◆ **REQUIREMENT**:
Note each line of the entries that includes "instance". Then copy those lines.

◆ **RECORDED DATA**:

##############################

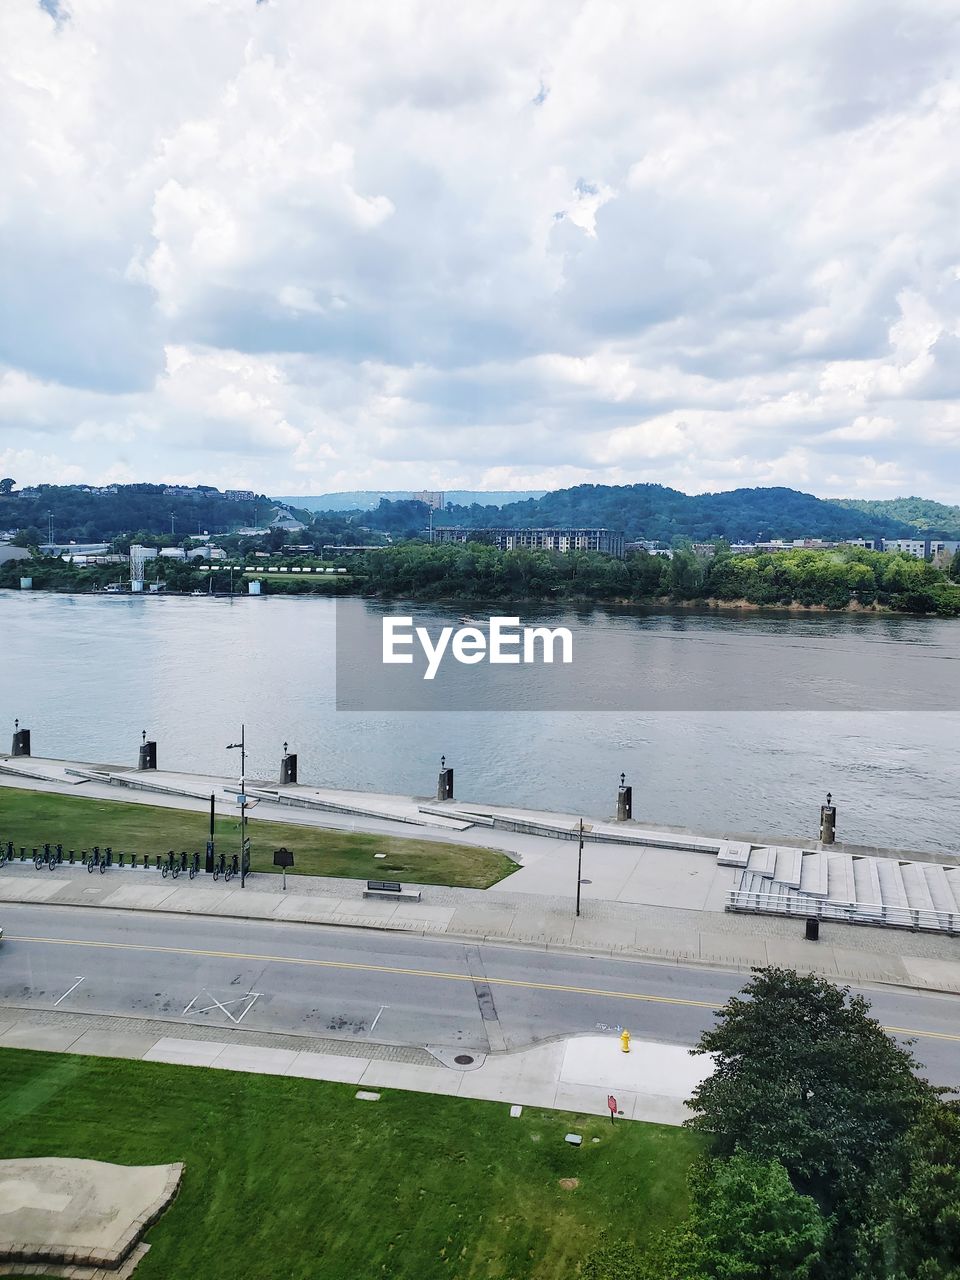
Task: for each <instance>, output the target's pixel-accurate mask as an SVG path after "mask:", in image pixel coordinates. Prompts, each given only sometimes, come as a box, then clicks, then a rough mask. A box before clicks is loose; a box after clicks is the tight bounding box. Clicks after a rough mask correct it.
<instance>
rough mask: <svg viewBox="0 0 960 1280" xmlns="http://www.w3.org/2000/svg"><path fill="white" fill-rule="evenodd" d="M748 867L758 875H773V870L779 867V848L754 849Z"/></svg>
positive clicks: (769, 877)
mask: <svg viewBox="0 0 960 1280" xmlns="http://www.w3.org/2000/svg"><path fill="white" fill-rule="evenodd" d="M748 867H749V868H750V870H751V872H754V874H756V876H765V877H767V878H768V879H769V878H772V877H773V872H774V870H776V869H777V850H776V849H768V847H763V849H754V851H753V852H751V854H750V861H749V863H748Z"/></svg>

##############################

◆ **TASK ANSWER**:
Task: for each <instance>, output the target's pixel-accurate mask as an SVG path after "mask:", in image pixel coordinates. Prompts, each given only sometimes, come as a box, then clicks, then a rough mask. A box before clicks is loose; a box after clicks is the tight bounding box. Clicks after a rough mask correct it.
<instance>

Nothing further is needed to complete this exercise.